Verfahrensgang
LSG Berlin (Urteil vom 01.04.1969) |
Tenor
Die Revision der Klägerin gegen das Urteil des Landessozialgerichts Berlin vom 1. April 1969 wird als unzulässig verworfen.
Kosten sind nicht zu erstatten.
Gründe
Die Klägerin hat mit Schriftsatz vom 3. Juni 1969 durch ihren damaligen Prozeßbevollmächtigten, den damaligen 1. Vorsitzenden des Christlichen Beschädigten Vereins e.V. (CBV), Berlin, Herrn R. der inzwischen die Vertretung niedergelegt hat, gegen das Urteil des Landessozialgerichts Berlin (LSG) vom 1. April 1969 Revision eingelegt.
Der Senat muß die Revision als unzulässig verwerfen, weil sie nicht der gesetzlichen Form entspricht. Die Klägerin mußte die Revision durch einen zugelassenen Prozeßbevollmächtigten einlegen (§166 des Sozialgerichtsgesetzes –SGG–). Nach §166 Abs. 2 SGG sind als Prozeßbevollmächtigte – außer Rechtsanwälten – zugelassen die Mitglieder und Angestellten von Gewerkschaften, von selbständigen Vereinigungen von Arbeitnehmern mit sozial- oder berufspolitischer Zwecksetzung, von Vereinigungen von Arbeitgebern und von Vereinigungen der Kriegsopfer, sofern sie kraft Satzung oder Vollmacht zur Prozeßvertretung befugt sind. Zu diesen zugelassenen Prozeßbevollmächtigten gehörte Herr R. nicht. Die ihm in der Satzung des CBV vom 31. März 1969 erteilte Ermächtigung zur Prozeßvertretung vor dem Bundessozialgericht (BSG) hat ihn nicht in den Kreis der zugelassenen Prozeßbevollmächtigten einreihen können, weil der CBV nicht zu den in §166 Abs. 2 SGG genannten Organisationen gehört.

- _QUELLENAUSZUG_:
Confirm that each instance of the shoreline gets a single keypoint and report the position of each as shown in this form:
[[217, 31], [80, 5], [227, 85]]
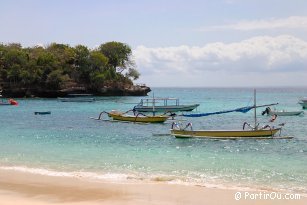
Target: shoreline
[[18, 187]]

- _ARBEITSAUFTRÄGE_:
**a)** Nennen Sie alle Organisationen, deren Mitglieder und Angestellte laut der Gerichtsentscheidung zur Revision der Klägerin nach §166 Abs. 2 SGG als Prozeßbevollmächtigte zugelassen sind.
**b)** Schreiben Sie aus der Gerichtsentscheidung zur Revision der Klägerin alles von „Kosten sind nicht“ bis hinunter zu „1969 Revision eingelegt.“ wortgetreu ab.
**c)** Führen Sie die Gerichtsentscheidung zur Revision der Klägerin im Anschluss an ihren letzten Satz weiter.

- _LÖSUNGEN_:
**a)**
- Gewerkschaften
- selbständige Vereinigungen von Arbeitnehmern mit sozial- oder berufspolitischer Zwecksetzung
- Vereinigungen von Arbeitgebern
- Vereinigungen der Kriegsopfer

**b)**
Kosten sind nicht zu erstatten.
Gründe
Die Klägerin hat mit Schriftsatz vom 3. Juni 1969 durch ihren damaligen Prozeßbevollmächtigten, den damaligen 1. Vorsitzenden des Christlichen Beschädigten Vereins e.V. (CBV), Berlin, Herrn R. der inzwischen die Vertretung niedergelegt hat, gegen das Urteil des Landessozialgerichts Berlin (LSG) vom 1. April 1969 Revision eingelegt.

**c)**
Das hatte der Senat bereits in mehreren Beschlüssen im Laufe des Jahres 1968, u. a. im Beschluß vom 16. September 1968 (SozR Nr. 36 zu §166 SGG) auf Grund der damals gültigen Satzung des CBV entschieden. Inzwischen hat der CBV zwar seine Satzung am 31. März 1969 (erneut) geändert und bezeichnet sich nunmehr als Vereinigung von Arbeitnehmern mit sozialpolitischer Zwecksetzung. Die Satzungsänderung – nach deren Vollzug Herr R. wieder in zahlreichen Fällen für Mitglieder des CBV Revisionen zum BSG eingelegt hat – hat jedoch nicht bewirkt, daß der CBV seitdem als Organisation im Sinne des §166 Abs. 2 SGG angesehen werden kann.
Ob der CBV, wenn man die neue Satzung und außerdem die wirklich gegebenen Verhältnisse überprüft, nach der Zusammensetzung der Mitglieder und nach der Zwecksetzung des Vereins überhaupt als „Vereinigung von Arbeitnehmern mit sozialpolitischer Zwecksetzung” bezeichnet werden könnte, kann dahingestellt bleiben. Selbst wenn man das bejaht – obwohl es nahe liegt anzunehmen, daß er sich im wesentlichen nur als „Rechtsschutzverein” betätigt – würde das allein nicht genügen. Denn §166 Abs. 2 SGG gilt nur für diejenigen Vereinigungen von Arbeitnehmern mit sozial- oder berufspolitischer Zwecksetzung, die auf Grund ihrer Mitgliederzahl und ihrer Finanzmittel die Gewähr dafür bieten, daß sie geeignete Prozeßbevollmächtigte für die Prozeßvertretung vor dem BSG bereitstellen können. Eine solche Gewähr ist beim CBV nicht gegeben. Nach den Ermittlungen des Senats hatte der 1965 gegründete CBV bei Einlegung der Revision (Juni 1969) nur 116 Mitglieder; als Einnahmen flossen ihm nur die Aufnahmegebühren von 10,– DM und monatliche Mitgliedsbeiträge von 3,– DM zu; nennenswertes Vermögen besaß er nicht (Kassenbestand 1969 rund 793,– DM).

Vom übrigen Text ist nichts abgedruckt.